Convert the material below into a JSON list of strings, one string per line, omitting blank lines.

Mask labeling examples:
START
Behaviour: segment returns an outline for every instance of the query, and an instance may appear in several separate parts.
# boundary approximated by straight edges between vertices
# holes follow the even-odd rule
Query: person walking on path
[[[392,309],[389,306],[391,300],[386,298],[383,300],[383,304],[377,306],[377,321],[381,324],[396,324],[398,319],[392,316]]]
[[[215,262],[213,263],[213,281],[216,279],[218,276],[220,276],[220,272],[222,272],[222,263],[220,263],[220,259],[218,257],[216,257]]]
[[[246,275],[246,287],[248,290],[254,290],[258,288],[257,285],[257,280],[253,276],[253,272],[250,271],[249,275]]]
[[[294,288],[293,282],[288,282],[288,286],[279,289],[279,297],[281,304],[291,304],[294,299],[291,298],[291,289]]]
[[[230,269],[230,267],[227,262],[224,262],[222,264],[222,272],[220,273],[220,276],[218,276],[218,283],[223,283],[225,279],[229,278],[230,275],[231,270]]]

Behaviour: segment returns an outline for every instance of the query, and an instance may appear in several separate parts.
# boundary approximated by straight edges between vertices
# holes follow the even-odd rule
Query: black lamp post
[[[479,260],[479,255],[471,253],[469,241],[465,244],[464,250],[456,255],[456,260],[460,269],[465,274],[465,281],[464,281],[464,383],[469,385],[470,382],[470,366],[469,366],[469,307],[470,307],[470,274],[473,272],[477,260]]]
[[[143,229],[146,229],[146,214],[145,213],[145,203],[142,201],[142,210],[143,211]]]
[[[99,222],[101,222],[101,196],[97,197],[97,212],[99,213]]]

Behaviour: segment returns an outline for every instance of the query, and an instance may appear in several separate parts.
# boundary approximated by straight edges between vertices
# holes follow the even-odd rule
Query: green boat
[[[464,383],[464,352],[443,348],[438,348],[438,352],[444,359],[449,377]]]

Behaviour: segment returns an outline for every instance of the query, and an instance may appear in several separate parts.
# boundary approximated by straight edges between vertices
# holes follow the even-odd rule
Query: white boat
END
### ANSWER TO THIS PROBLEM
[
  "Behaviour: segment returns an outline for every instance of the query, and an instance may appear in several separate parts.",
  "# boundary approximated by straight edges between vertices",
  "# holes follow the even-odd rule",
  "Query: person walking on path",
  "[[[392,309],[389,306],[391,300],[386,298],[383,300],[383,304],[377,306],[377,321],[381,324],[396,324],[398,319],[392,316]]]",
  "[[[215,262],[213,263],[213,281],[216,279],[218,276],[220,276],[220,272],[222,272],[222,263],[220,263],[220,259],[218,257],[216,257]]]",
  "[[[246,275],[246,287],[248,290],[254,290],[258,288],[257,285],[257,280],[253,276],[253,272],[250,271],[249,275]]]",
  "[[[294,288],[293,282],[288,282],[288,286],[279,289],[279,297],[281,304],[291,304],[294,299],[291,298],[291,289]]]",
  "[[[230,269],[230,267],[227,262],[224,262],[222,264],[222,272],[220,273],[220,276],[218,276],[218,283],[223,283],[225,279],[229,278],[230,275],[231,270]]]",
  "Behaviour: segment returns an outline for every instance of the query, and an instance may appear in several separate parts.",
  "# boundary approximated by straight edges between vertices",
  "# holes follow the even-odd rule",
  "Query: black lamp post",
  "[[[479,260],[479,255],[471,253],[469,241],[465,244],[464,250],[456,255],[456,260],[460,269],[465,274],[465,281],[464,281],[464,383],[469,385],[470,382],[470,366],[469,366],[469,307],[470,307],[470,274],[473,272],[477,260]]]",
  "[[[143,229],[146,229],[146,214],[145,213],[145,203],[142,201],[142,210],[143,211]]]",
  "[[[99,222],[101,222],[101,196],[97,197],[97,212],[99,213]]]",
  "Behaviour: segment returns an outline for every instance of the query, and an instance may appear in several separate parts.",
  "# boundary approximated by straight edges between vertices",
  "# holes follow the even-odd rule",
  "Query: green boat",
  "[[[464,383],[464,352],[443,348],[438,348],[438,352],[444,359],[449,377]]]",
  "Behaviour: segment returns an outline for every instance of the query, and an instance may appear in several separate parts.",
  "# boundary approximated by straight edges between vertices",
  "# holes follow the even-odd rule",
  "Query: white boat"
]